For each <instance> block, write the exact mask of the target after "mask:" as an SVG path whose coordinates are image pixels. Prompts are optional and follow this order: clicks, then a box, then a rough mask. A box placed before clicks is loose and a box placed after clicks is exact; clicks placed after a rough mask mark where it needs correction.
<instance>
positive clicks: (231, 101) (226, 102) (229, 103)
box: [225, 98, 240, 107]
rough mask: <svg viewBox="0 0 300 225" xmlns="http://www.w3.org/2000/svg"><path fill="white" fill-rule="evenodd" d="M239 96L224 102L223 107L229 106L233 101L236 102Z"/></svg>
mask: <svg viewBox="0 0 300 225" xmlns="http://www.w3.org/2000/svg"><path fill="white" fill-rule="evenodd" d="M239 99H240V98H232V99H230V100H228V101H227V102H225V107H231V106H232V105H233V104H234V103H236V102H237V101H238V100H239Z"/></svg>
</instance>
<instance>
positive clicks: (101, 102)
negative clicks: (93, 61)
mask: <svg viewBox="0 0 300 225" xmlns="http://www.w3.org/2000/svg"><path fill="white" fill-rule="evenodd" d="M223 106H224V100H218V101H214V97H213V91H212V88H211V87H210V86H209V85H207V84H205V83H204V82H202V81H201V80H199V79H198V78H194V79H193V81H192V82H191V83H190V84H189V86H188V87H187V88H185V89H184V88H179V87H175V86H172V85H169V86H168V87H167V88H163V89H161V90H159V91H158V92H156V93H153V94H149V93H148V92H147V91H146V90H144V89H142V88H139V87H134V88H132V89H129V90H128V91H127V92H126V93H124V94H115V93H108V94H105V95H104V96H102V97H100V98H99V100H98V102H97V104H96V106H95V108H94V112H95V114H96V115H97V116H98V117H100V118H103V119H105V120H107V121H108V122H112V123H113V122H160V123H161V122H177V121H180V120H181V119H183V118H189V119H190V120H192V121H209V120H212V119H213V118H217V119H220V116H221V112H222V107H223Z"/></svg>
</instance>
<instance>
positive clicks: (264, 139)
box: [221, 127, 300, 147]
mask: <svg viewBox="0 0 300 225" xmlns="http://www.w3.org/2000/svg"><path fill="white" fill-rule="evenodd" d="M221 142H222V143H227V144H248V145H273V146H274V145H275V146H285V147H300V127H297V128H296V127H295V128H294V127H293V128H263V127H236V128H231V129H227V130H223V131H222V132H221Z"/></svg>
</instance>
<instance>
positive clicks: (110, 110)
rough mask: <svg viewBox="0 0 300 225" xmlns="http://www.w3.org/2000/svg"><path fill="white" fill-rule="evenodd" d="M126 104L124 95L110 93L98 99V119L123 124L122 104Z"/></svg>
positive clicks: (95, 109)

(WHAT IS BEING ASKED):
Copy out every line above, character for character, without changing anything.

(SOLVED EXERCISE):
For each <instance> block, write the exact mask of the target after "mask:" as an SVG path whose coordinates are image pixels. Prompts are optional and follow this order: clicks, then a box, then a rough mask. A box placed before clicks is loose and a box placed after clicks is exact; clicks placed after a rough mask mark where it needs correction.
<instance>
positive clicks: (231, 101) (226, 102) (229, 103)
box: [225, 98, 240, 107]
rough mask: <svg viewBox="0 0 300 225" xmlns="http://www.w3.org/2000/svg"><path fill="white" fill-rule="evenodd" d="M239 96L224 102L223 107L229 106L233 101L236 102Z"/></svg>
mask: <svg viewBox="0 0 300 225" xmlns="http://www.w3.org/2000/svg"><path fill="white" fill-rule="evenodd" d="M239 99H240V98H232V99H230V100H228V101H227V102H225V107H231V106H232V105H233V104H234V103H236V102H237V101H238V100H239Z"/></svg>
</instance>
<instance>
positive clicks: (101, 102)
negative clicks: (93, 61)
mask: <svg viewBox="0 0 300 225" xmlns="http://www.w3.org/2000/svg"><path fill="white" fill-rule="evenodd" d="M223 106H224V100H218V101H214V97H213V91H212V88H211V87H210V86H209V85H207V84H205V83H204V82H202V81H201V80H199V79H198V78H194V79H193V81H192V82H191V83H190V84H189V86H188V87H187V88H185V89H184V88H179V87H175V86H172V85H169V86H168V87H167V88H163V89H161V90H159V91H158V92H156V93H153V94H149V93H148V92H147V91H146V90H144V89H142V88H139V87H134V88H132V89H129V90H128V91H127V92H126V93H124V94H115V93H108V94H105V95H104V96H102V97H100V98H99V100H98V102H97V104H96V106H95V108H94V112H95V114H96V115H97V116H98V117H100V118H103V119H105V120H107V121H108V122H112V123H113V122H160V123H161V122H177V121H180V120H181V119H183V118H189V119H190V120H192V121H209V120H212V119H213V118H217V119H220V116H221V112H222V107H223Z"/></svg>
</instance>
<instance>
positive clicks: (264, 139)
box: [221, 127, 300, 147]
mask: <svg viewBox="0 0 300 225" xmlns="http://www.w3.org/2000/svg"><path fill="white" fill-rule="evenodd" d="M221 142H222V143H227V144H248V145H273V146H274V145H275V146H285V147H300V127H297V128H296V127H295V128H294V127H293V128H263V127H236V128H231V129H227V130H223V131H222V132H221Z"/></svg>
</instance>
<instance>
positive clicks: (110, 110)
rough mask: <svg viewBox="0 0 300 225" xmlns="http://www.w3.org/2000/svg"><path fill="white" fill-rule="evenodd" d="M126 104L124 95L110 93L98 99V119L123 124L122 104Z"/></svg>
positive clicks: (95, 109)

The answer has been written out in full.